DATA FOR THE TASK
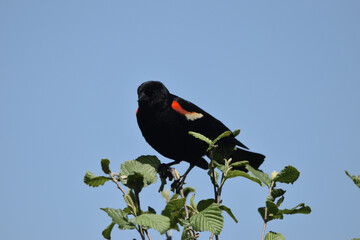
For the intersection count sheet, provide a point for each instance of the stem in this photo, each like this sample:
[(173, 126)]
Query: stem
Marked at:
[(175, 176), (217, 191), (265, 213)]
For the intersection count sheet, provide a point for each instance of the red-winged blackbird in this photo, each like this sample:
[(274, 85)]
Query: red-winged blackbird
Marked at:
[(165, 121)]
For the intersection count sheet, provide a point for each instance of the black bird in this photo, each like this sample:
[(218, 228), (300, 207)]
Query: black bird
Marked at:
[(165, 121)]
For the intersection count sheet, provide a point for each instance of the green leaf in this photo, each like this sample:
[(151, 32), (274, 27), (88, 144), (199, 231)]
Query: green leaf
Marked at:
[(288, 175), (356, 179), (188, 190), (301, 208), (173, 206), (139, 171), (224, 134), (239, 164), (238, 173), (151, 210), (221, 167), (277, 192), (228, 210), (274, 236), (149, 159), (107, 231), (94, 181), (201, 137), (135, 182), (158, 222), (236, 132), (269, 217), (280, 201), (119, 217), (209, 219), (263, 177), (105, 166)]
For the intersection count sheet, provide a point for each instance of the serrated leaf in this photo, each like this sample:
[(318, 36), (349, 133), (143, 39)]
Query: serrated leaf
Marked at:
[(280, 201), (239, 164), (238, 173), (105, 166), (269, 217), (151, 210), (263, 177), (175, 196), (136, 169), (274, 236), (272, 208), (209, 219), (210, 173), (107, 231), (188, 190), (157, 222), (228, 210), (288, 175), (300, 208), (201, 137), (223, 135), (221, 167), (173, 206), (94, 181), (203, 204), (356, 179), (119, 217), (149, 159)]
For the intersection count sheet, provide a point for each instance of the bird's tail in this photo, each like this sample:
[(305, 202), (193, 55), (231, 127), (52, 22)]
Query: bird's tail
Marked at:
[(254, 159)]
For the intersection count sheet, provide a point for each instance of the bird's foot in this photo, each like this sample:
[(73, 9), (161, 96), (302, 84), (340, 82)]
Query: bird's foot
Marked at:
[(178, 184)]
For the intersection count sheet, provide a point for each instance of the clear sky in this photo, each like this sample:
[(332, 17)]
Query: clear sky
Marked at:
[(287, 73)]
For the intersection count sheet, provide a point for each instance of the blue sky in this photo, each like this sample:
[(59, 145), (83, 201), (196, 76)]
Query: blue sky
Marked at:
[(287, 73)]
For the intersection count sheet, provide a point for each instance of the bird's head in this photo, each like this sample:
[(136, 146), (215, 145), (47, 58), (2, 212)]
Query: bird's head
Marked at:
[(153, 94)]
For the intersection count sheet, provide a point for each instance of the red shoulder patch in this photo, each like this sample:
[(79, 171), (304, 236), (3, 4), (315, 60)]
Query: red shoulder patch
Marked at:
[(176, 106), (190, 116)]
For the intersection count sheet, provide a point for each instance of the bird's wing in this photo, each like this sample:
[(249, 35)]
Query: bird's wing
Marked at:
[(200, 121)]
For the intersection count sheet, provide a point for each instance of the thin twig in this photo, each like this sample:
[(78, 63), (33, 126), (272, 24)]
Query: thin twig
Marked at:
[(265, 213), (176, 177), (217, 192)]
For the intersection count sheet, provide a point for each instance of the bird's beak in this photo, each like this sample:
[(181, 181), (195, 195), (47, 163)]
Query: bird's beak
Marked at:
[(143, 97)]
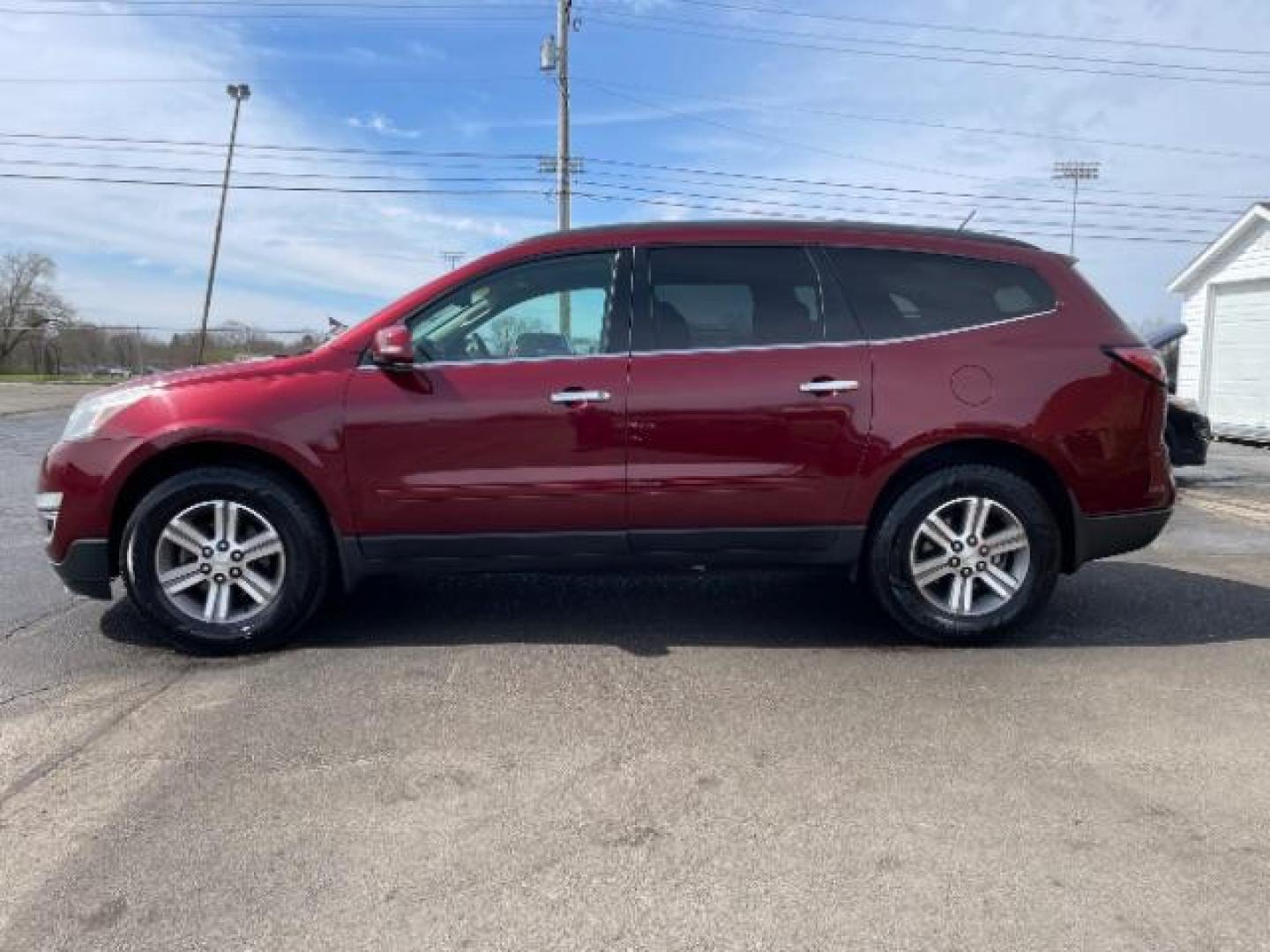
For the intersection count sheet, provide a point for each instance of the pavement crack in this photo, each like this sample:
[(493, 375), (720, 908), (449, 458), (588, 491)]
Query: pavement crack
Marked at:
[(42, 617), (20, 695), (49, 766)]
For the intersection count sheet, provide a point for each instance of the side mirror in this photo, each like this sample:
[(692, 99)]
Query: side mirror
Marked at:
[(392, 348)]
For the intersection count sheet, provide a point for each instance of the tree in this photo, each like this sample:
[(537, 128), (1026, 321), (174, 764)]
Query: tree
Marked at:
[(28, 303)]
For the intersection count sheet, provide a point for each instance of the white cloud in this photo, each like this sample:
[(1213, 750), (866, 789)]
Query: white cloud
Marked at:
[(381, 124), (286, 254), (796, 136)]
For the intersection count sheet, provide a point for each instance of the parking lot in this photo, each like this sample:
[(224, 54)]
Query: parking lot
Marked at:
[(663, 762)]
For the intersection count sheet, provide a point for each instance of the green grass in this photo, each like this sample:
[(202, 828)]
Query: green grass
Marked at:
[(54, 378)]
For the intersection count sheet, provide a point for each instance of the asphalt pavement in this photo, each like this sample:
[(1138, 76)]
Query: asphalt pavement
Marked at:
[(660, 762)]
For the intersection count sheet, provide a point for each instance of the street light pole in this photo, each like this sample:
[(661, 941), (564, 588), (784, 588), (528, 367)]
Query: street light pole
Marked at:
[(239, 93), (1076, 173)]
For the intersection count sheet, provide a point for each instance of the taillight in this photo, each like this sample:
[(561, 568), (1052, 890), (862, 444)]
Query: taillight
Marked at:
[(1140, 360)]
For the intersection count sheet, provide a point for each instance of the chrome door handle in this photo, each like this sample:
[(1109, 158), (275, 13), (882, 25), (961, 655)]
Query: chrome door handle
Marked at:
[(580, 397), (828, 386)]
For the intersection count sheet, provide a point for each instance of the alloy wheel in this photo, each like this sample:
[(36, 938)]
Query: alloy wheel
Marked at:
[(969, 556), (220, 562)]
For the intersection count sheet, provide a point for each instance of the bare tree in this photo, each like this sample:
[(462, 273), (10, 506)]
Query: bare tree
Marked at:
[(28, 302)]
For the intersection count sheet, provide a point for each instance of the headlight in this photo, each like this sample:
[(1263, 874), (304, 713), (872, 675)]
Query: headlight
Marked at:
[(92, 412)]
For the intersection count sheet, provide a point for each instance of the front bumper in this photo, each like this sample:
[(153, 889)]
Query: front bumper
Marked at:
[(1104, 536), (86, 568)]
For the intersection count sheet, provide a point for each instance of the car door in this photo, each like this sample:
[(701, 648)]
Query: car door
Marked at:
[(511, 423), (750, 400)]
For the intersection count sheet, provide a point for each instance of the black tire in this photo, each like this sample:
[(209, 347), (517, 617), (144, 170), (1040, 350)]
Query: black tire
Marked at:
[(888, 562), (305, 546)]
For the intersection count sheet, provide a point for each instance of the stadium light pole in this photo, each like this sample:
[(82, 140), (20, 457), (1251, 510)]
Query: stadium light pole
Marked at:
[(1076, 173), (239, 93)]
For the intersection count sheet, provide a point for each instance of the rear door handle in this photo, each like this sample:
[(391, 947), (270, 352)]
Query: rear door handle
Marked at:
[(580, 397), (828, 386)]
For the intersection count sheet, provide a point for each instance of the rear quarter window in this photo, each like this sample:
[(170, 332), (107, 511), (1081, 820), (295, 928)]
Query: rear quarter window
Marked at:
[(912, 294)]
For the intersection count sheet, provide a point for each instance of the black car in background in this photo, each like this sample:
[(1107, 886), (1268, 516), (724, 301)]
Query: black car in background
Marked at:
[(1186, 429)]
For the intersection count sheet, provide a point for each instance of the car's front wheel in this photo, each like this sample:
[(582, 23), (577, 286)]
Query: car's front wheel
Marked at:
[(225, 559), (964, 555)]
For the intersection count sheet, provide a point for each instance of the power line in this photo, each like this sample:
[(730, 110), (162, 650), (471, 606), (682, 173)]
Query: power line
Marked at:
[(253, 187), (950, 127), (839, 211), (185, 170), (788, 143), (981, 31), (295, 152), (927, 197), (312, 17), (111, 141), (696, 206), (946, 48), (643, 196), (805, 42), (306, 152), (258, 80)]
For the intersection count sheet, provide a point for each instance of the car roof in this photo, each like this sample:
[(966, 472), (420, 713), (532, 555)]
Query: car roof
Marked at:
[(778, 230)]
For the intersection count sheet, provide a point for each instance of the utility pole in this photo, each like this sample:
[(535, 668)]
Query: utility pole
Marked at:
[(1076, 173), (239, 93), (556, 58)]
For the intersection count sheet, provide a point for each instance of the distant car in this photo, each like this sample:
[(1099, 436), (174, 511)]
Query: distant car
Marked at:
[(1186, 429), (954, 418), (542, 346), (1186, 433)]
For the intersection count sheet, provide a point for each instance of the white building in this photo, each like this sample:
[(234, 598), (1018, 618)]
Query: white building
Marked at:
[(1224, 360)]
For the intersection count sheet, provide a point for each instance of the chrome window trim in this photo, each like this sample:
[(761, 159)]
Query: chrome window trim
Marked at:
[(501, 361), (966, 331), (747, 348), (854, 343)]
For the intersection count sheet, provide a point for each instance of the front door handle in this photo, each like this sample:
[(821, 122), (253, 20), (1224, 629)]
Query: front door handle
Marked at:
[(580, 397), (828, 386)]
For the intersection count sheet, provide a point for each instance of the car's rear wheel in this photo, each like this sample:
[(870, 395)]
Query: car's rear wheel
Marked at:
[(227, 559), (966, 555)]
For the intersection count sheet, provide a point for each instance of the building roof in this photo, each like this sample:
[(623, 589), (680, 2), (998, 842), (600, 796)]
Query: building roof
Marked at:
[(1259, 212)]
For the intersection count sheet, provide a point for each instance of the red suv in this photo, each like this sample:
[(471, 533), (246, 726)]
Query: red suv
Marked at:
[(955, 418)]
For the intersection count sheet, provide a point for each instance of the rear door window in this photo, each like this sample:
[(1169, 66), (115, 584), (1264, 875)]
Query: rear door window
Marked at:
[(729, 297), (912, 294)]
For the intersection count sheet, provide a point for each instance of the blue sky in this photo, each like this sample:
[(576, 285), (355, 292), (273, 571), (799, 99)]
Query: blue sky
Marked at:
[(747, 122)]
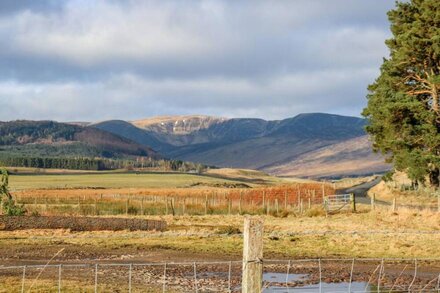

ASSIGNED TASK
The output is the lines from the start of the data above through the line containing "Query: black bird", unchanged, with any picture left out.

RESPONSE TO THE EXERCISE
For the intersection count sheet, provide a point for each instance of the stem in this photo, each like this sample:
[(173, 126)]
Query: stem
Marked at:
[(175, 176), (217, 191), (265, 213)]
For the intersection count sheet, provide a point for each instance of the red-winged blackbird in this photo, each like this sample:
[(274, 85)]
Query: red-winged blackbird
Marked at:
[(165, 121)]
For the intersection count sheet, provide a point for each instance of the black bird in this photo, each like this sample:
[(218, 228), (300, 207)]
Query: black bird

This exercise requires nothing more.